▶ Exercise objective: Please return every line of the data from the line containing "form (99, 88)?" through the end of the data as a JSON list of strings, one string per line, with blank lines left out.

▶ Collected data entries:
------------------------
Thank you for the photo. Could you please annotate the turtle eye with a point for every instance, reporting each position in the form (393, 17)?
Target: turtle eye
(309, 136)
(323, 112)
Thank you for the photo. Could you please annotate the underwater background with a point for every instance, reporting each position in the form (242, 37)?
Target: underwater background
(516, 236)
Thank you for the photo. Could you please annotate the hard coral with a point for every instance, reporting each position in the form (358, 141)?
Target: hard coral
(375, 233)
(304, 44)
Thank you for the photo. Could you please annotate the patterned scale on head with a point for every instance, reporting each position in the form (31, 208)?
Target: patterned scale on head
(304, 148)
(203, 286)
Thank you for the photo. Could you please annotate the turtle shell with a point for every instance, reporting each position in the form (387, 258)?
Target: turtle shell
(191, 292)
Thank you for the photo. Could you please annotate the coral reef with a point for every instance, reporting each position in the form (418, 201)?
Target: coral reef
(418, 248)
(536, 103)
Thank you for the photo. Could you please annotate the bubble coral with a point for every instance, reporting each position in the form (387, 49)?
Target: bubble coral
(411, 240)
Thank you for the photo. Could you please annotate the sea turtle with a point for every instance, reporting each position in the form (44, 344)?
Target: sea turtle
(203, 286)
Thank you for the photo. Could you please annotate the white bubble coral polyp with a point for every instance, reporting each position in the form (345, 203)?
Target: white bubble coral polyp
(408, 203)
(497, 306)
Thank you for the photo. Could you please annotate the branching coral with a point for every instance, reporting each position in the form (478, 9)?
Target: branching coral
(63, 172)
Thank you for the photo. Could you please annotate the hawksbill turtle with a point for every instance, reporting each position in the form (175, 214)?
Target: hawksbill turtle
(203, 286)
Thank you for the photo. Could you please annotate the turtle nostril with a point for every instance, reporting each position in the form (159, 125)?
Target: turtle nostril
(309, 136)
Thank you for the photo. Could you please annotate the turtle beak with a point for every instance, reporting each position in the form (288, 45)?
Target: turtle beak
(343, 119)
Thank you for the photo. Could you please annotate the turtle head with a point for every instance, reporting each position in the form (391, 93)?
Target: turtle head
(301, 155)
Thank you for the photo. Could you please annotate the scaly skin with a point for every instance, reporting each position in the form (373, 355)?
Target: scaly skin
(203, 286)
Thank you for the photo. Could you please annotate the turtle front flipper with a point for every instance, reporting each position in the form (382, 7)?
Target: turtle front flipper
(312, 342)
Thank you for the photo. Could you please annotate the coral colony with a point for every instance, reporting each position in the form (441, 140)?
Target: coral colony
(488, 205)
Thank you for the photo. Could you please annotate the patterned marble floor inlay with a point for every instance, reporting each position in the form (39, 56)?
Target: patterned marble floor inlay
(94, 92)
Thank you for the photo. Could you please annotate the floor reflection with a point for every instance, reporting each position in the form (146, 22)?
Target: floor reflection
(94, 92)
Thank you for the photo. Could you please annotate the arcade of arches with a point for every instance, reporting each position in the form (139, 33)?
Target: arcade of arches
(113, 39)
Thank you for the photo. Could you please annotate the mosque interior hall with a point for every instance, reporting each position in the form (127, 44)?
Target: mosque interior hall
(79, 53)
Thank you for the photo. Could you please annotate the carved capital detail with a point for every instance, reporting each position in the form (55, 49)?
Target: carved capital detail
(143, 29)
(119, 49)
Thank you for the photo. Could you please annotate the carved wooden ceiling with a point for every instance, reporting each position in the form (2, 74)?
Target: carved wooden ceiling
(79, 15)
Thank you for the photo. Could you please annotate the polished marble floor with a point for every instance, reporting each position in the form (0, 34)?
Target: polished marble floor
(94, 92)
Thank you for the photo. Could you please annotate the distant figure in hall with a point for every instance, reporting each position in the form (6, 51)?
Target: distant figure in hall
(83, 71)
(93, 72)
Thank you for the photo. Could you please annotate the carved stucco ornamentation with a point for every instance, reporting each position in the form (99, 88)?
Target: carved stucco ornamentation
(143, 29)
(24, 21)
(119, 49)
------------------------
▶ Answer:
[
  "Thank you for the photo. Could you please annotate the carved stucco ornamentation with a point for every instance, reporting each position in the form (99, 88)?",
  "Target: carved stucco ornamentation",
  "(143, 29)",
  "(24, 21)",
  "(119, 49)"
]